### PROBLEM STATEMENT
Your answer is every line of the material below in which the string "table" occurs.

### EXTRACTED ENTRIES
□ □ □ □ □ □ □
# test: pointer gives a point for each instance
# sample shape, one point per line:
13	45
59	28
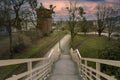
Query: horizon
88	5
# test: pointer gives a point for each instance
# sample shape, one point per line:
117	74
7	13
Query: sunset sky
88	5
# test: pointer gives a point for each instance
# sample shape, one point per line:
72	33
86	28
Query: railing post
98	69
29	65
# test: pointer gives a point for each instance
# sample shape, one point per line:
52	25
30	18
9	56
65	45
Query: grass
36	50
89	45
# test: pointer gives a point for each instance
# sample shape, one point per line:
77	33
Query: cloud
88	5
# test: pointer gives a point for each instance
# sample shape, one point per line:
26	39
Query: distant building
3	31
44	20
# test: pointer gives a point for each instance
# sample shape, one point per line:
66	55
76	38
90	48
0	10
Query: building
44	20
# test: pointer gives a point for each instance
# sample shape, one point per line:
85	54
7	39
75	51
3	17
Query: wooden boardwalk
65	69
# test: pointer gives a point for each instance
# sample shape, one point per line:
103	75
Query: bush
112	53
21	42
34	35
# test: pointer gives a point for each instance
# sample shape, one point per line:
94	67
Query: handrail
88	72
20	61
32	73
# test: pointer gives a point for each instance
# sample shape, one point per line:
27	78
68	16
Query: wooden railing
38	72
90	73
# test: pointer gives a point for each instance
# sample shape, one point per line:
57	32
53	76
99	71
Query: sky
88	5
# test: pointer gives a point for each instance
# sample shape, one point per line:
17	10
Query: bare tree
101	16
74	11
17	6
110	20
6	20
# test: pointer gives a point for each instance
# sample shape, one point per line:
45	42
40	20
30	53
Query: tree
33	4
101	16
111	53
110	21
84	26
73	10
16	7
6	20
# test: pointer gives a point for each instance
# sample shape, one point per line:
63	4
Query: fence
90	73
38	72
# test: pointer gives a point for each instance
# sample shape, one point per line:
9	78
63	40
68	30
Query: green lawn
89	45
36	50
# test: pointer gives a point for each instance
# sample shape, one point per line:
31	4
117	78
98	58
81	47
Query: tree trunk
109	34
99	33
10	41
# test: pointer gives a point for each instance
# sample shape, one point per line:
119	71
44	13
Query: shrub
21	42
112	53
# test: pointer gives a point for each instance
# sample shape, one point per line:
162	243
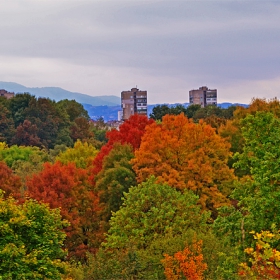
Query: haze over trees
192	193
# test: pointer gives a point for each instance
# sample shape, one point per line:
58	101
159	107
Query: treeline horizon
188	193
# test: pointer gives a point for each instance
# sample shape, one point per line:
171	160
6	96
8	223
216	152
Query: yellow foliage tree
186	155
188	263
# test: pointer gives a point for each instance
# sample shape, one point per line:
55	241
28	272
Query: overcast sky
164	47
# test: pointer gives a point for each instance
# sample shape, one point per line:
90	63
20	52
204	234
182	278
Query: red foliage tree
9	182
67	187
130	132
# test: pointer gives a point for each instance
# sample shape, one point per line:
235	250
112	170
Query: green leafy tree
23	160
6	124
31	243
18	104
82	154
257	195
151	210
115	178
73	109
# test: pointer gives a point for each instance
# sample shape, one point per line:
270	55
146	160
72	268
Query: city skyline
165	47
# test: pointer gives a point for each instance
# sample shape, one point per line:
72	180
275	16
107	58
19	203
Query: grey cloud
217	41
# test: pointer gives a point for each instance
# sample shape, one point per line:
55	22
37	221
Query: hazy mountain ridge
110	113
57	94
106	106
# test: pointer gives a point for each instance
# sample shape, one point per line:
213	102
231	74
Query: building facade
6	94
203	96
133	101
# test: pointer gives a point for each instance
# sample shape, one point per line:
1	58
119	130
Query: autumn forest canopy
188	193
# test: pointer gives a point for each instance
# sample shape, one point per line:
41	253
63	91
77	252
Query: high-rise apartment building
203	96
133	101
6	94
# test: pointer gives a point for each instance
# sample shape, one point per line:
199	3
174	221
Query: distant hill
109	113
57	94
97	106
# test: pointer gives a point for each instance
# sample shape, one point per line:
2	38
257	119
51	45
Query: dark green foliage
151	210
115	178
31	241
28	121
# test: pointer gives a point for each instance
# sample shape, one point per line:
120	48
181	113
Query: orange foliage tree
130	132
186	155
67	187
9	182
188	263
264	259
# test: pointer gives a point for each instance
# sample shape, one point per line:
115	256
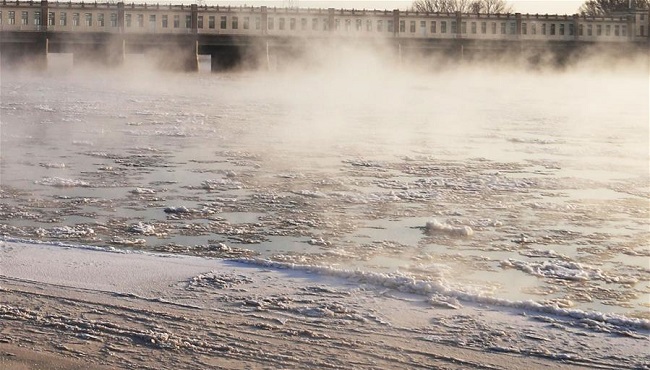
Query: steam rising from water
347	153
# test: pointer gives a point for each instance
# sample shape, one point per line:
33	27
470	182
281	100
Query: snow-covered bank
202	312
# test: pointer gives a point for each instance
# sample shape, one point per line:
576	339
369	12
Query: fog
347	153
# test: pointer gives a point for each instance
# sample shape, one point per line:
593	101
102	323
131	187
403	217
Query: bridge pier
30	53
225	58
181	56
108	54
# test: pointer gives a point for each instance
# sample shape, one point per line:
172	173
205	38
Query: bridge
176	34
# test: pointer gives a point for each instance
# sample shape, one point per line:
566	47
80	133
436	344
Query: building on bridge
106	31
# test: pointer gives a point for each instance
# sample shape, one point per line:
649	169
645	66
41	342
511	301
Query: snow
343	300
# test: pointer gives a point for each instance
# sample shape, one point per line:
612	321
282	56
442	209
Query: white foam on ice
406	283
435	226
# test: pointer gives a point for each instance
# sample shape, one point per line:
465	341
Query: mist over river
492	182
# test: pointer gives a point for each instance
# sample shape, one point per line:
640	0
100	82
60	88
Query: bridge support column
225	58
109	53
32	54
181	56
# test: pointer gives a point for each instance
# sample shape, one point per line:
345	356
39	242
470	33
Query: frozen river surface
480	184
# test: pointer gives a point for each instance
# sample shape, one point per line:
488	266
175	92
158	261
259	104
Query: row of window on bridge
317	24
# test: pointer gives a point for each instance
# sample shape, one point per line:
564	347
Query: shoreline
65	305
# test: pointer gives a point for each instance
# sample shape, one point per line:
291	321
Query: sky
521	6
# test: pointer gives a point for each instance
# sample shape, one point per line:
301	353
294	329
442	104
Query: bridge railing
31	16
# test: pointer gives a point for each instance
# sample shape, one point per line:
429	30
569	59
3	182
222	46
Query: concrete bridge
176	34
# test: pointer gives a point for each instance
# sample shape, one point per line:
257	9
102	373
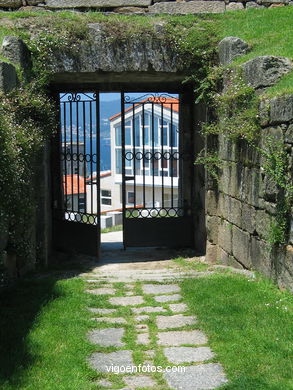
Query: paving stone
143	338
176	338
142	328
160	288
139	381
200	377
178	307
101	291
150	353
102	361
109	337
149	309
104	382
143	317
126	301
176	321
111	320
168	298
178	355
102	311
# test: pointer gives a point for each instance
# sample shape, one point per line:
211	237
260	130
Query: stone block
289	134
231	47
8	77
230	209
264	71
225	236
96	3
281	109
234	6
241	245
10	3
226	259
211	253
252	4
212	223
248	217
211	202
261	257
263	222
190	7
285	275
17	52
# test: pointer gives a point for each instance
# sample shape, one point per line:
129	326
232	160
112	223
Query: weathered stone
8	77
190	7
281	109
142	328
130	10
102	311
178	307
178	355
226	259
139	381
177	338
102	362
212	227
175	321
160	288
211	202
264	71
10	3
142	318
101	291
111	320
109	337
234	6
225	236
263	222
231	48
143	338
211	253
241	242
200	377
289	134
168	298
252	4
230	209
126	301
148	309
248	217
16	51
96	3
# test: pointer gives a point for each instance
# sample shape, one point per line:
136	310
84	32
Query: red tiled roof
168	103
71	184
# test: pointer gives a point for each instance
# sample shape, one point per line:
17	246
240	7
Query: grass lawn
250	327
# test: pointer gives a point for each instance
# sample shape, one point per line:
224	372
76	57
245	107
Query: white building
152	160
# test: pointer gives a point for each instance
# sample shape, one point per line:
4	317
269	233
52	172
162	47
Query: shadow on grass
20	305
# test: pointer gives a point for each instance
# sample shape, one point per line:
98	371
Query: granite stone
178	355
109	337
177	338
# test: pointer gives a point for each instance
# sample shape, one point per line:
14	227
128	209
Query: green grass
42	339
250	327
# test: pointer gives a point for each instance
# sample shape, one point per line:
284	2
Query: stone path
152	331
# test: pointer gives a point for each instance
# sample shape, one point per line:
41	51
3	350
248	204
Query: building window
106	197
130	197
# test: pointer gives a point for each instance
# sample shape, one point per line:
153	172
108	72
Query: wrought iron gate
154	209
77	166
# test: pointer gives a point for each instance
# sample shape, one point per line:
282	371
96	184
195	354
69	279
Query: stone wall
242	205
142	6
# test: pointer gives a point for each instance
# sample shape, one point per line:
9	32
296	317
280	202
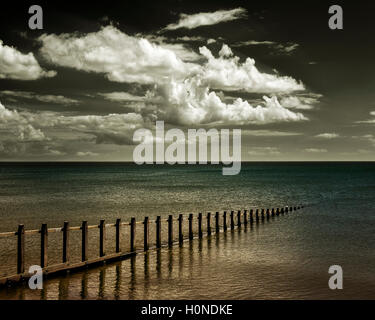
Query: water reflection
208	268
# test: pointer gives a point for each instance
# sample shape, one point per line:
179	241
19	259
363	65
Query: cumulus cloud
227	73
276	47
263	151
47	98
122	58
190	102
300	102
206	18
369	121
182	92
86	154
19	66
327	135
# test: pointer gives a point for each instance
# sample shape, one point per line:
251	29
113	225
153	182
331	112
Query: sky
96	72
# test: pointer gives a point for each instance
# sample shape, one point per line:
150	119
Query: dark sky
77	110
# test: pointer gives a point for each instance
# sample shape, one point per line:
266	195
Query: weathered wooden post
21	249
208	223
132	234
158	231
43	245
200	232
66	250
191	234
217	225
85	231
268	213
180	228
170	230
225	221
102	238
232	220
145	233
118	235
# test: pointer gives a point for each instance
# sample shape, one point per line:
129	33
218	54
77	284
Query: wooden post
158	231
118	235
200	232
191	234
232	220
132	234
180	228
85	231
225	221
208	223
102	238
43	246
21	249
145	234
170	230
217	225
66	254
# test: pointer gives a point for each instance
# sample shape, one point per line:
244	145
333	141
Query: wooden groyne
236	220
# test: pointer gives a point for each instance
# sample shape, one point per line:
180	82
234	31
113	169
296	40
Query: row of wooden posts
248	217
259	214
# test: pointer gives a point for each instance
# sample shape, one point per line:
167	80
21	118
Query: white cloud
190	102
206	18
122	58
227	73
327	135
369	121
48	98
19	66
86	154
282	48
300	102
182	93
268	133
29	133
262	151
315	150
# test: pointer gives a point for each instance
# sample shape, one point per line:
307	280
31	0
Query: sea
284	257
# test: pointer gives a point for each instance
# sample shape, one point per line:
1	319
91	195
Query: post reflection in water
101	291
117	288
202	269
132	284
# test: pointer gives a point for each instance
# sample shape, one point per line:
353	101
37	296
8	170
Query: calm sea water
286	257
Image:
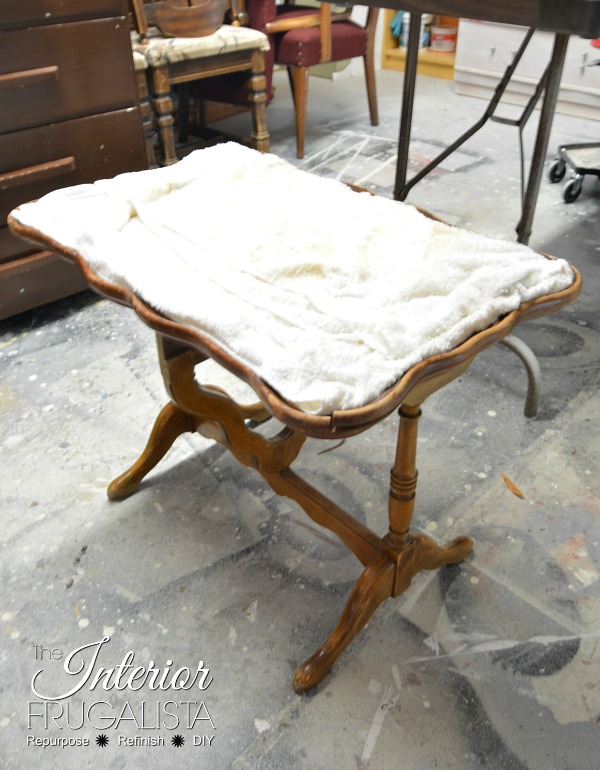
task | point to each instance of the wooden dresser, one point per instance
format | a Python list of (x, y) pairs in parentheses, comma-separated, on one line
[(68, 115)]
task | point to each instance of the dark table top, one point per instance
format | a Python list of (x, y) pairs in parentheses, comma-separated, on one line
[(578, 17)]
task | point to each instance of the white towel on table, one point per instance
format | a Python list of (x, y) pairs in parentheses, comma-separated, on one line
[(329, 295)]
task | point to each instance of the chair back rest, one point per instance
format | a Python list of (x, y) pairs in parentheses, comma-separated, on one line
[(180, 18)]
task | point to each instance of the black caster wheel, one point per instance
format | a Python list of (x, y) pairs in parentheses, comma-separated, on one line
[(572, 190), (557, 171)]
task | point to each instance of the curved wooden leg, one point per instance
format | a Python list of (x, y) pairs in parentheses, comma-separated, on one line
[(421, 552), (373, 586), (170, 423)]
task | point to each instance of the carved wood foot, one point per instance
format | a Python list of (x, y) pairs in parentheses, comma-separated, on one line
[(170, 423), (372, 588), (420, 552)]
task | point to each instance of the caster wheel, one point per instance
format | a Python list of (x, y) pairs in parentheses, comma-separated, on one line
[(572, 190), (557, 171)]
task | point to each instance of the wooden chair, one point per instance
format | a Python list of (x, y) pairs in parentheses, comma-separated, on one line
[(185, 41), (306, 36)]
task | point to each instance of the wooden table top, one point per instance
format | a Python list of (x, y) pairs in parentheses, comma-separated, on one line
[(578, 17)]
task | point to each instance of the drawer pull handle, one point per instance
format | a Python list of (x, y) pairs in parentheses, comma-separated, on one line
[(28, 77), (37, 173)]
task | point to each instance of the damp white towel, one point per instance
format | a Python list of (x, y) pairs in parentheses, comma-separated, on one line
[(328, 294)]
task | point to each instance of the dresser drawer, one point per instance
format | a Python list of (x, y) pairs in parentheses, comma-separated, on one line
[(27, 13), (39, 160), (64, 71)]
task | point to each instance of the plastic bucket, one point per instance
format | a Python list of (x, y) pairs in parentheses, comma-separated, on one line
[(443, 38)]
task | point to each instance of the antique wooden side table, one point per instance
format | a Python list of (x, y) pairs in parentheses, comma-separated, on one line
[(298, 285)]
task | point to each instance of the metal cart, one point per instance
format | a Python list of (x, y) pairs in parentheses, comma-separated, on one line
[(582, 159)]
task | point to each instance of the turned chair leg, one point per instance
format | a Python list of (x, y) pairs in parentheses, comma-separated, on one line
[(257, 96), (300, 93)]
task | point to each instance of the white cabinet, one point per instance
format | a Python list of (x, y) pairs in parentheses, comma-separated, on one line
[(485, 49)]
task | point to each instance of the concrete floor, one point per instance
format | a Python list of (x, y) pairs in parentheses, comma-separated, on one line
[(495, 663)]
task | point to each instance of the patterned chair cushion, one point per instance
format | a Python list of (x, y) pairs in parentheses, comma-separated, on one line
[(160, 51)]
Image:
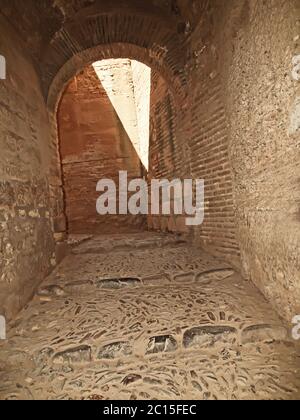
□ □ □ □ □ □ □
### SOLUTION TO THE EXERCISE
task | point to each instance of the dark table top, one point per instance
task | point to each instance of the white towel on table, one point per instance
task | point to each instance of the wooden table top, one point per instance
task | point to each instance of the antique wooden side table, one point per instance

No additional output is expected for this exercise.